━━ TEXTAUSZUG

Diese vielfältigen Überlegungen lassen schlussendlich die Entscheidung reifen, sich den Rat von Menschen einzuholen, die tagtäglich mit Unternehmenstransaktionen und Wachstumsstrategien zu tun haben.
Der erfolgreiche Verkauf ist oft komplexer als die einstige Gründung
Aus heutiger Sicht zeigt sich Andreas Mayer erleichtert über die Entscheidung: „Wir hatten bereits Angebote von zwei Investoren vorliegen und wussten nicht, wie wir diese einschätzen sollten. Zum Glück haben wir dann mit Aquin professionelle Unterstützung gefunden, die uns im ersten Schritt davor bewahrt hat, mit einem der beiden Interessenten alleine weiterzusprechen. Nach der Präsentation der Wertanalyse von Aquin ahnten wir bereits, was durch die eingeholten Angebote im Zuge des professionell aufgesetzten M&A-Prozesses auch bestätigt wurde: Die beiden Interessenten hatten versucht, ein Schnäppchen zu machen.“
Die detaillierte Herausarbeitung einer Transaktionsstruktur, die alle Interessen der beteiligten Personen berücksichtigt, ist stets einer der wichtigsten vorbereitenden Schritte. Der Wunsch der Familie war, die Marke zu erhalten, beteiligt zu bleiben und den Unternehmensgeist zu bewahren. Finanzinvestoren konnten hierfür im Vergleich zu Medtech-Konzernen ein attraktiveres Paket bieten.
„Unser M&A-Berater konnte uns den Rücken freihalten, sodass wir uns auf unser operatives Geschäft fokussieren konnten. Aquin hat uns geholfen, unser Familienunternehmen mit breiterem Gesellschafter-Team und einem Investor zukunftssicher umzugestalten. Auch die Beteiligung unseres Vertriebsleiters ist gelungen“, erzählt Andreas Mayer. „Aquin zeigte sich dabei nicht nur meisterhaft sattelfest in allen Phasen des Prozesses, sondern auch feinsinnig und mit viel Gespür für unsere Situation als Familienbetrieb und die besondere Unternehmenskultur. So fanden wir aus rund 50 Bewerbern einen Investor, der zu uns passt und unsere Werte teilt.“
Der letztlich ausgewählte Investor ist EMZ Partners, ein Private-Equity-Haus mit französischen Wurzeln. Neben dem wettbewerbsfähigen Angebot überzeugte das Team um Klaus Maurer durch eine offene, direkte und wertschätzende Art. EMZ hat trotz der Verhandlungsintensität einer Transaktion den Menschen im Auge behalten und sich so als kompatibel mit der Firmenkultur von Fotofinder gezeigt. Ein Telefonat mit dem Unternehmer eines Portfoliounternehmens von EMZ hatte Andreas Mayer zuversichtlich gestimmt, dass die unternehmerische Gestaltungsfreiheit im täglichen Tun mit diesem Investor weitgehend erhalten bleibt.

━━━━

**AUFGABEN**
1. Geben Sie den Textauszug von „Diese vielfältigen Überlegungen“ bis einschließlich „zu tun haben.“ wortgetreu wieder.
2. Nennen Sie sämtliche Personen und Unternehmen, die im Textauszug namentlich erwähnt werden.
Die nachstehenden Daten stammen aus einer anderen Quelle als der Textauszug.

━━ DATENSATZ

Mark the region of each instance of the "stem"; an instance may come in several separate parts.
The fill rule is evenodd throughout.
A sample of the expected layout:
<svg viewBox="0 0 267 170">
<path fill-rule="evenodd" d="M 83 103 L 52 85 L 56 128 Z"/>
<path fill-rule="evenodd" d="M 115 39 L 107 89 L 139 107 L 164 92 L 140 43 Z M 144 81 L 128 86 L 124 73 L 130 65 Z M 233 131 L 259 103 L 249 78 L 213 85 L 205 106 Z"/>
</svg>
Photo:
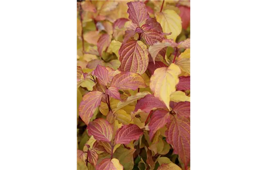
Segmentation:
<svg viewBox="0 0 267 170">
<path fill-rule="evenodd" d="M 160 9 L 160 12 L 162 11 L 162 8 L 163 8 L 163 4 L 164 4 L 164 1 L 165 0 L 163 0 L 163 1 L 162 2 L 162 4 L 161 5 L 161 8 Z"/>
<path fill-rule="evenodd" d="M 83 45 L 83 54 L 84 53 L 84 40 L 83 39 L 83 9 L 82 8 L 82 5 L 80 3 L 79 9 L 80 12 L 79 13 L 80 15 L 80 18 L 81 19 L 81 27 L 82 28 L 82 43 Z"/>
<path fill-rule="evenodd" d="M 149 116 L 148 116 L 148 117 L 147 118 L 147 119 L 146 120 L 146 121 L 145 122 L 145 125 L 147 124 L 147 123 L 149 121 L 149 118 L 150 117 L 150 116 L 152 114 L 152 112 L 153 112 L 153 110 L 151 110 L 151 111 L 149 113 Z"/>
<path fill-rule="evenodd" d="M 111 108 L 110 108 L 110 103 L 109 102 L 109 95 L 107 94 L 108 96 L 108 110 L 109 111 L 111 110 Z"/>
<path fill-rule="evenodd" d="M 176 58 L 176 56 L 177 56 L 178 53 L 178 50 L 177 48 L 175 48 L 175 55 L 174 55 L 174 58 L 173 58 L 172 63 L 174 63 L 174 62 L 175 61 L 175 59 Z"/>
</svg>

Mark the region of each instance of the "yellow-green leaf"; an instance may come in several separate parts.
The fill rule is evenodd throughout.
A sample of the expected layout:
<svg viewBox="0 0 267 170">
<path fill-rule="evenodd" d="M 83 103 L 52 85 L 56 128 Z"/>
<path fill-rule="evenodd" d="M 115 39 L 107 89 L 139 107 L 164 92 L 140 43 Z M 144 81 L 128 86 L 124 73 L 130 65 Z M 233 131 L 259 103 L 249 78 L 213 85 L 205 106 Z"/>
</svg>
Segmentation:
<svg viewBox="0 0 267 170">
<path fill-rule="evenodd" d="M 180 73 L 179 67 L 172 63 L 168 68 L 157 68 L 150 79 L 150 86 L 154 96 L 162 101 L 169 110 L 170 96 L 176 90 Z"/>
<path fill-rule="evenodd" d="M 175 102 L 190 102 L 190 97 L 182 91 L 176 91 L 170 95 L 170 101 Z"/>
<path fill-rule="evenodd" d="M 170 35 L 167 35 L 167 38 L 175 41 L 182 31 L 182 20 L 177 13 L 173 10 L 167 9 L 156 14 L 156 19 L 164 33 L 172 33 Z"/>
</svg>

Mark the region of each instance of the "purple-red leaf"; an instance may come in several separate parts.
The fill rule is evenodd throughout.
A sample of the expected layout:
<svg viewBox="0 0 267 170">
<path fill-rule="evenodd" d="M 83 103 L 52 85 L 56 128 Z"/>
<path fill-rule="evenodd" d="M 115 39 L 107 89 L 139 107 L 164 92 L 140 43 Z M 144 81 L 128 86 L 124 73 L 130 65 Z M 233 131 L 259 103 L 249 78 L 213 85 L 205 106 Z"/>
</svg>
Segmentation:
<svg viewBox="0 0 267 170">
<path fill-rule="evenodd" d="M 89 123 L 96 109 L 100 105 L 102 95 L 100 91 L 90 91 L 83 97 L 79 106 L 79 114 L 86 124 Z"/>
<path fill-rule="evenodd" d="M 163 102 L 155 98 L 151 94 L 148 94 L 144 98 L 139 99 L 135 106 L 134 111 L 140 109 L 146 113 L 149 113 L 151 110 L 163 108 L 167 109 Z"/>
<path fill-rule="evenodd" d="M 138 1 L 130 2 L 127 3 L 127 5 L 129 19 L 138 26 L 142 26 L 147 19 L 149 18 L 149 15 L 144 3 Z"/>
<path fill-rule="evenodd" d="M 130 39 L 121 45 L 118 51 L 121 71 L 142 74 L 149 65 L 147 46 L 141 41 Z"/>
<path fill-rule="evenodd" d="M 179 83 L 176 85 L 176 90 L 187 90 L 190 89 L 190 76 L 179 77 Z"/>
<path fill-rule="evenodd" d="M 143 133 L 143 131 L 135 124 L 124 125 L 117 130 L 115 143 L 127 144 L 133 140 L 138 139 Z"/>
<path fill-rule="evenodd" d="M 163 67 L 167 68 L 168 66 L 161 61 L 155 61 L 155 64 L 153 63 L 149 64 L 148 70 L 150 75 L 153 75 L 156 69 Z"/>
<path fill-rule="evenodd" d="M 153 112 L 149 124 L 149 137 L 151 141 L 157 131 L 165 126 L 169 120 L 169 112 L 165 110 L 157 110 Z"/>
<path fill-rule="evenodd" d="M 119 101 L 121 100 L 120 93 L 119 93 L 117 88 L 116 87 L 112 86 L 109 87 L 108 89 L 106 89 L 106 93 L 115 99 L 117 99 Z"/>
<path fill-rule="evenodd" d="M 135 90 L 137 88 L 147 87 L 145 80 L 140 74 L 130 72 L 122 72 L 115 75 L 111 85 L 121 90 Z"/>
<path fill-rule="evenodd" d="M 97 47 L 99 55 L 102 56 L 103 51 L 108 47 L 111 42 L 112 36 L 108 34 L 102 34 L 98 41 Z"/>
<path fill-rule="evenodd" d="M 106 120 L 98 118 L 90 122 L 87 127 L 89 136 L 93 136 L 96 140 L 110 142 L 112 139 L 113 128 Z"/>
<path fill-rule="evenodd" d="M 92 74 L 97 76 L 99 83 L 103 85 L 107 85 L 108 83 L 108 70 L 106 68 L 98 65 Z"/>
<path fill-rule="evenodd" d="M 180 102 L 174 104 L 173 110 L 180 117 L 189 118 L 190 116 L 190 104 L 189 102 Z"/>
<path fill-rule="evenodd" d="M 170 116 L 166 132 L 167 141 L 173 148 L 173 153 L 178 154 L 185 166 L 190 160 L 190 122 L 186 118 L 177 115 Z"/>
</svg>

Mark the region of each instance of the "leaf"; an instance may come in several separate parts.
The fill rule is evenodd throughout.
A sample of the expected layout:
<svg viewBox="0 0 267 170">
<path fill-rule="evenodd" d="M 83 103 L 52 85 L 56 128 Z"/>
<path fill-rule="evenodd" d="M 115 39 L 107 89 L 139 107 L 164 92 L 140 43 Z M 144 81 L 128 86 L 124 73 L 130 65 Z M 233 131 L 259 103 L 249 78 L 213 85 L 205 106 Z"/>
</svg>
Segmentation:
<svg viewBox="0 0 267 170">
<path fill-rule="evenodd" d="M 143 135 L 143 131 L 134 124 L 122 126 L 117 130 L 115 143 L 127 144 L 133 140 L 137 140 Z"/>
<path fill-rule="evenodd" d="M 167 109 L 166 105 L 159 99 L 151 94 L 146 95 L 137 102 L 134 111 L 140 109 L 146 113 L 149 113 L 151 110 L 158 108 Z"/>
<path fill-rule="evenodd" d="M 150 75 L 152 75 L 154 74 L 154 71 L 155 71 L 156 69 L 163 67 L 167 68 L 168 66 L 161 61 L 155 61 L 155 63 L 149 63 L 148 67 L 148 71 Z"/>
<path fill-rule="evenodd" d="M 96 109 L 100 105 L 102 94 L 100 91 L 90 91 L 83 97 L 79 106 L 79 114 L 86 124 L 89 123 Z"/>
<path fill-rule="evenodd" d="M 187 90 L 190 89 L 190 76 L 179 77 L 179 83 L 176 85 L 176 90 Z"/>
<path fill-rule="evenodd" d="M 148 92 L 144 92 L 137 93 L 134 95 L 131 96 L 127 98 L 127 100 L 125 102 L 119 102 L 117 104 L 117 107 L 113 111 L 114 112 L 117 110 L 121 109 L 121 108 L 129 104 L 130 103 L 137 101 L 138 99 L 143 98 L 147 95 L 150 94 Z"/>
<path fill-rule="evenodd" d="M 189 2 L 190 3 L 190 2 Z M 182 19 L 182 26 L 186 30 L 188 27 L 190 20 L 190 8 L 184 6 L 178 6 L 180 11 L 179 16 Z"/>
<path fill-rule="evenodd" d="M 100 56 L 102 56 L 103 51 L 107 49 L 111 42 L 112 36 L 108 34 L 104 34 L 100 36 L 98 40 L 98 51 Z"/>
<path fill-rule="evenodd" d="M 89 135 L 93 136 L 97 140 L 110 142 L 112 139 L 112 126 L 103 119 L 98 118 L 89 123 L 87 129 Z"/>
<path fill-rule="evenodd" d="M 163 101 L 169 110 L 170 96 L 175 91 L 180 73 L 179 67 L 172 63 L 168 68 L 157 68 L 150 79 L 150 88 L 154 96 Z"/>
<path fill-rule="evenodd" d="M 150 129 L 149 137 L 150 140 L 154 136 L 157 131 L 169 121 L 169 113 L 165 110 L 157 110 L 152 114 L 149 127 Z"/>
<path fill-rule="evenodd" d="M 164 39 L 162 34 L 154 29 L 150 29 L 143 33 L 143 37 L 147 44 L 151 46 L 157 42 L 161 42 Z"/>
<path fill-rule="evenodd" d="M 92 72 L 92 75 L 97 77 L 101 85 L 106 86 L 108 83 L 108 72 L 104 67 L 98 65 L 96 69 Z"/>
<path fill-rule="evenodd" d="M 158 159 L 158 162 L 160 165 L 163 164 L 170 164 L 172 163 L 172 162 L 169 160 L 169 159 L 167 157 L 161 157 Z"/>
<path fill-rule="evenodd" d="M 112 86 L 109 87 L 108 89 L 106 90 L 106 94 L 110 95 L 113 98 L 120 100 L 120 93 L 118 92 L 117 87 Z"/>
<path fill-rule="evenodd" d="M 184 41 L 180 42 L 178 44 L 178 48 L 184 49 L 190 49 L 190 39 L 187 38 Z"/>
<path fill-rule="evenodd" d="M 175 102 L 190 101 L 190 97 L 181 91 L 176 91 L 171 93 L 170 98 L 171 101 Z"/>
<path fill-rule="evenodd" d="M 98 40 L 101 36 L 98 31 L 88 31 L 83 34 L 83 38 L 89 44 L 97 45 Z"/>
<path fill-rule="evenodd" d="M 190 122 L 187 118 L 171 115 L 167 128 L 167 141 L 186 166 L 190 159 Z"/>
<path fill-rule="evenodd" d="M 118 51 L 121 71 L 130 71 L 142 74 L 149 64 L 147 46 L 141 41 L 129 39 L 121 45 Z"/>
<path fill-rule="evenodd" d="M 150 25 L 151 26 L 151 28 L 153 28 L 153 29 L 156 31 L 161 33 L 163 32 L 161 25 L 160 25 L 160 24 L 158 23 L 155 18 L 149 18 L 146 21 L 146 24 Z"/>
<path fill-rule="evenodd" d="M 161 165 L 158 168 L 158 170 L 182 170 L 182 169 L 177 165 L 171 163 Z"/>
<path fill-rule="evenodd" d="M 133 154 L 135 149 L 128 150 L 123 147 L 119 147 L 113 154 L 113 157 L 117 159 L 123 166 L 124 170 L 133 170 L 134 168 Z"/>
<path fill-rule="evenodd" d="M 134 23 L 141 27 L 145 24 L 146 20 L 149 18 L 146 5 L 144 3 L 138 1 L 130 2 L 127 3 L 127 5 L 129 18 Z"/>
<path fill-rule="evenodd" d="M 156 19 L 164 33 L 172 33 L 167 35 L 167 38 L 175 41 L 182 31 L 182 21 L 180 16 L 173 10 L 166 10 L 155 14 Z"/>
<path fill-rule="evenodd" d="M 190 102 L 182 102 L 177 103 L 172 108 L 179 116 L 189 118 L 190 116 Z"/>
<path fill-rule="evenodd" d="M 122 72 L 115 75 L 111 85 L 120 90 L 135 90 L 137 88 L 147 87 L 145 80 L 140 74 L 129 72 Z"/>
<path fill-rule="evenodd" d="M 121 43 L 119 41 L 113 40 L 111 41 L 110 44 L 107 51 L 108 52 L 114 52 L 116 54 L 118 59 L 119 59 L 119 55 L 118 55 L 118 50 L 121 46 Z"/>
<path fill-rule="evenodd" d="M 96 170 L 123 170 L 123 167 L 116 158 L 104 159 L 97 165 Z"/>
</svg>

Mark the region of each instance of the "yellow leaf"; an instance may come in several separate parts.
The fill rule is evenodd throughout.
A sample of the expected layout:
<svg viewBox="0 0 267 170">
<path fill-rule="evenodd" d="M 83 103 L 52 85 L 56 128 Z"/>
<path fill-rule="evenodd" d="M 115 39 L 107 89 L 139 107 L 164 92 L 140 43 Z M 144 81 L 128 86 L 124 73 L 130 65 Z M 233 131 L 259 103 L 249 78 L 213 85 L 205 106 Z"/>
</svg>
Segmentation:
<svg viewBox="0 0 267 170">
<path fill-rule="evenodd" d="M 167 35 L 167 38 L 175 41 L 176 37 L 182 31 L 182 20 L 181 17 L 173 10 L 167 9 L 162 12 L 156 14 L 156 19 L 166 33 L 172 33 Z"/>
<path fill-rule="evenodd" d="M 185 93 L 182 91 L 176 91 L 170 95 L 170 101 L 175 102 L 190 102 L 190 97 L 185 95 Z"/>
<path fill-rule="evenodd" d="M 159 165 L 161 165 L 163 164 L 171 164 L 172 163 L 169 160 L 169 159 L 167 157 L 161 157 L 158 159 L 158 162 L 159 164 Z"/>
<path fill-rule="evenodd" d="M 118 50 L 121 46 L 121 43 L 119 41 L 113 40 L 111 41 L 109 47 L 107 51 L 107 52 L 111 53 L 114 52 L 116 54 L 118 59 L 119 60 L 119 55 L 118 55 Z"/>
<path fill-rule="evenodd" d="M 170 96 L 176 90 L 180 73 L 179 67 L 172 63 L 168 68 L 157 68 L 150 79 L 150 88 L 154 96 L 162 101 L 169 110 Z"/>
</svg>

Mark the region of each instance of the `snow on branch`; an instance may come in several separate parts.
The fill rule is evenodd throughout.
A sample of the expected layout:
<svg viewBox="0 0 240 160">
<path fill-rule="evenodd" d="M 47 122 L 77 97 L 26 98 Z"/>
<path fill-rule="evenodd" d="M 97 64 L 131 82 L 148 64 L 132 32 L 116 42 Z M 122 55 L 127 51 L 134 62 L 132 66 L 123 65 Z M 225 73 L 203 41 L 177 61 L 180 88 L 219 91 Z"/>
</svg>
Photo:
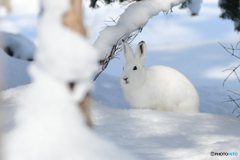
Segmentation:
<svg viewBox="0 0 240 160">
<path fill-rule="evenodd" d="M 235 51 L 236 51 L 236 50 L 240 50 L 240 48 L 238 48 L 238 45 L 240 44 L 240 42 L 237 43 L 237 45 L 236 45 L 235 48 L 233 47 L 232 44 L 231 44 L 231 47 L 229 48 L 229 47 L 223 46 L 220 42 L 218 42 L 218 43 L 219 43 L 219 44 L 225 49 L 225 51 L 227 51 L 227 53 L 229 53 L 231 56 L 233 56 L 233 57 L 235 57 L 235 58 L 237 58 L 237 59 L 240 59 L 240 57 L 235 54 Z M 229 73 L 229 75 L 227 76 L 227 78 L 223 81 L 223 86 L 224 86 L 225 82 L 228 80 L 228 78 L 229 78 L 232 74 L 235 74 L 236 77 L 237 77 L 237 79 L 238 79 L 238 81 L 240 82 L 240 78 L 239 78 L 239 76 L 238 76 L 238 74 L 237 74 L 237 72 L 236 72 L 236 70 L 237 70 L 239 67 L 240 67 L 240 64 L 239 64 L 238 66 L 236 66 L 236 67 L 231 67 L 231 68 L 226 69 L 226 70 L 223 71 L 223 72 L 225 72 L 225 71 L 231 71 L 231 72 Z"/>
<path fill-rule="evenodd" d="M 116 56 L 121 48 L 120 39 L 131 39 L 133 32 L 139 33 L 148 23 L 148 20 L 160 12 L 167 12 L 174 6 L 186 0 L 144 0 L 132 3 L 120 15 L 116 25 L 108 26 L 99 33 L 98 39 L 94 42 L 95 48 L 100 53 L 100 68 L 94 80 L 107 67 L 111 59 Z"/>
<path fill-rule="evenodd" d="M 182 4 L 181 9 L 189 8 L 192 16 L 196 16 L 200 11 L 201 3 L 202 0 L 187 0 Z"/>
</svg>

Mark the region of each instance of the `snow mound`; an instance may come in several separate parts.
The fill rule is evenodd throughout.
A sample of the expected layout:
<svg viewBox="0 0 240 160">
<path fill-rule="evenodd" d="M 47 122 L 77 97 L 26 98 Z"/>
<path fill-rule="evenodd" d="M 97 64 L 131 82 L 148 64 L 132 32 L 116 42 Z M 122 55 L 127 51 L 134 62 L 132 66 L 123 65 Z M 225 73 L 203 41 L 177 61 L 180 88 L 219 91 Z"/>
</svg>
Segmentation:
<svg viewBox="0 0 240 160">
<path fill-rule="evenodd" d="M 18 126 L 15 123 L 14 115 L 16 111 L 18 112 L 18 110 L 22 109 L 17 108 L 17 106 L 19 106 L 21 101 L 28 101 L 29 97 L 24 95 L 27 90 L 34 87 L 33 85 L 21 86 L 2 92 L 4 109 L 7 115 L 7 132 Z M 53 85 L 56 84 L 51 86 Z M 139 157 L 139 159 L 211 159 L 211 152 L 240 153 L 240 120 L 226 115 L 232 115 L 229 108 L 232 105 L 227 103 L 224 106 L 221 103 L 226 96 L 225 90 L 209 87 L 197 88 L 201 99 L 200 111 L 214 113 L 209 114 L 126 109 L 129 106 L 126 104 L 120 89 L 119 79 L 116 77 L 103 74 L 98 79 L 93 97 L 94 99 L 97 98 L 97 101 L 101 100 L 102 103 L 93 102 L 92 117 L 94 129 L 99 136 L 114 142 L 121 148 Z M 56 95 L 55 92 L 51 92 L 47 94 Z M 114 92 L 115 94 L 113 94 Z M 57 96 L 56 100 L 59 99 L 62 98 Z M 115 105 L 110 106 L 114 102 Z M 30 104 L 31 102 L 27 103 Z M 35 106 L 38 105 L 40 108 L 44 106 L 43 104 L 36 104 Z M 112 108 L 106 107 L 106 105 Z M 56 107 L 59 108 L 59 106 Z M 28 113 L 28 115 L 32 118 L 37 117 L 41 111 L 39 109 L 31 109 L 31 113 Z M 49 110 L 49 118 L 54 120 L 54 115 L 57 113 L 51 112 L 52 114 L 50 114 L 51 108 L 47 110 Z M 69 118 L 65 117 L 68 112 L 65 113 L 64 111 L 62 113 L 64 114 L 60 118 L 62 119 L 60 124 L 68 123 L 67 125 L 74 125 L 76 123 L 73 122 L 75 121 L 73 120 L 74 118 L 65 122 L 64 120 Z M 34 124 L 35 122 L 29 123 Z M 69 137 L 69 135 L 65 135 L 65 131 L 61 132 L 60 137 L 65 136 L 65 138 L 67 137 L 72 141 L 74 136 Z M 84 131 L 84 133 L 87 132 Z M 78 134 L 78 131 L 76 131 L 76 134 Z M 80 146 L 80 143 L 74 144 L 76 144 L 76 147 Z M 81 150 L 85 151 L 81 147 L 78 149 L 79 152 Z M 98 153 L 105 151 L 99 150 Z M 111 151 L 109 150 L 108 152 Z M 221 159 L 221 157 L 218 158 Z M 238 159 L 239 156 L 229 156 L 228 158 Z M 226 159 L 226 157 L 223 156 L 222 159 Z"/>
<path fill-rule="evenodd" d="M 235 117 L 121 110 L 96 102 L 93 117 L 100 135 L 142 159 L 211 159 L 212 151 L 240 153 L 240 120 Z"/>
<path fill-rule="evenodd" d="M 4 75 L 0 76 L 0 82 L 3 83 L 1 89 L 14 88 L 31 82 L 30 76 L 27 72 L 28 66 L 31 62 L 10 57 L 1 49 L 0 57 L 3 62 L 1 67 Z"/>
<path fill-rule="evenodd" d="M 4 51 L 15 58 L 33 61 L 36 46 L 21 34 L 0 32 Z"/>
</svg>

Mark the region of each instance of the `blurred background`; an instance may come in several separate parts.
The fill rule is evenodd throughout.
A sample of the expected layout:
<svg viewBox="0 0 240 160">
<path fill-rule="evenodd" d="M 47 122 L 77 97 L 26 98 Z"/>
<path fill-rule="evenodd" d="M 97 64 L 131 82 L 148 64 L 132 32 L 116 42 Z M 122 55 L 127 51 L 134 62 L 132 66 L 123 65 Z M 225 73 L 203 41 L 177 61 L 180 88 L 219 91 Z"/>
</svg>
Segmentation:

━━━━

**LÖSUNGEN**
1.
Diese vielfältigen Überlegungen lassen schlussendlich die Entscheidung reifen, sich den Rat von Menschen einzuholen, die tagtäglich mit Unternehmenstransaktionen und Wachstumsstrategien zu tun haben.

2.
- Andreas Mayer
- Aquin
- EMZ Partners
- Klaus Maurer
- Fotofinder